● PROBLEM STATEMENT:
Answer these from the passage on the Belief Engine:
(a) What does the passage call the magical thinking component of the Belief Engine?
(b) Which type of error does it say creationists and Holocaust deniers have made, and what are they doing?
(c) What does the writer call themselves in the last sentence?

In this sense the magical thinking component of the Belief Engine is a spandrel. We think magically because we have to think causally. We make Type 1 and 2 Errors because we need to make Type 1 and 2 Hits. We have magical thinking and superstitions because we need critical thinking and pattern-finding. The two cannot be separated. Magical thinking is a necessary by-product of the evolved mechanism of causal thinking. […] Believers in UFOs, alien abductions, ESP, and psychic phenomena have committed a Type 1 Error in thinking: they are believing a falsehood. Creationists and Holocaust deniers have made a Type 2 Error in thinking: they are rejecting a truth. It is not that these folks are ignorant or uninformed; they are intelligent but misinformed. Their thinking has gone wrong. Type 1 and 2 Errors are squelching Type 1 and 2 Hits. Fortunately there is an abundance of evidence that the Belief Engine is malleable. Critical thinking can be taught. Skepticism is learnable. Type 1 and 2 Errors are tractable. I know. I became a skeptic after being a sucker for a lot of these beliefs (recounted in detail in this book). I am a born-again skeptic, as it were.

● SUPPLIED RECORDS:
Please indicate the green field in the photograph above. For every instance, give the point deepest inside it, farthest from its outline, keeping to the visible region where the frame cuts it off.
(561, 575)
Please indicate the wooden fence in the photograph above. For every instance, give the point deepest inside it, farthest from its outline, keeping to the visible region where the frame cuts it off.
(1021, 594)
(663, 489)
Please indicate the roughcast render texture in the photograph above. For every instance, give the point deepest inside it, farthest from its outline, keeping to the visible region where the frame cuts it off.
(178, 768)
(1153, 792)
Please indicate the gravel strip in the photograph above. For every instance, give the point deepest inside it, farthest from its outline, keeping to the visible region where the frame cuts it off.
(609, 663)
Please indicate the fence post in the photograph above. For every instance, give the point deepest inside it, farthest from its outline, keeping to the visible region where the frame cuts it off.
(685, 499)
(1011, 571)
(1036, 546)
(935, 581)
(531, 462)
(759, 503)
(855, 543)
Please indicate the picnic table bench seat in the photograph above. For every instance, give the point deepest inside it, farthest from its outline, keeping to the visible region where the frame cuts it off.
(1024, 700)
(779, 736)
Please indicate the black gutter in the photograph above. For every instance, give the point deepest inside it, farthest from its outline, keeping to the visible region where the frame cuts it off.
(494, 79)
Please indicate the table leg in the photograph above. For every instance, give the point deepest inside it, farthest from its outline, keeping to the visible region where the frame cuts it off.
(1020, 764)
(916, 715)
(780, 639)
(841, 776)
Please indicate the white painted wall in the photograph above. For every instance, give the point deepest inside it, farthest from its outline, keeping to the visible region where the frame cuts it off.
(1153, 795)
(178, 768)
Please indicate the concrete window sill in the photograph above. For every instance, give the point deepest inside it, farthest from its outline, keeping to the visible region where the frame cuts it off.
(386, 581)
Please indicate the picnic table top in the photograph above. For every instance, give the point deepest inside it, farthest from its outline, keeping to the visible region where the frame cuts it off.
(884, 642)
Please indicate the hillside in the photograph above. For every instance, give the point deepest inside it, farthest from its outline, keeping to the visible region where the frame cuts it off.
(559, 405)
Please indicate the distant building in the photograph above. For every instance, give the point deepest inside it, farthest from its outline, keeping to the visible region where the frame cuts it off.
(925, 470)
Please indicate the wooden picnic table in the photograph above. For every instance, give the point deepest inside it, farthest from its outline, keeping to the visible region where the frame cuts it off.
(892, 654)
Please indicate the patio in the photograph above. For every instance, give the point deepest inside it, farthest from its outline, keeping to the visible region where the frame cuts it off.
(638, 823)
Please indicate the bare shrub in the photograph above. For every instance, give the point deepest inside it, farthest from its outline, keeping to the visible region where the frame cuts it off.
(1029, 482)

● YOUR RESPONSE:
(a) A spandrel.
(b) A Type 2 Error; they are rejecting a truth.
(c) A born-again skeptic.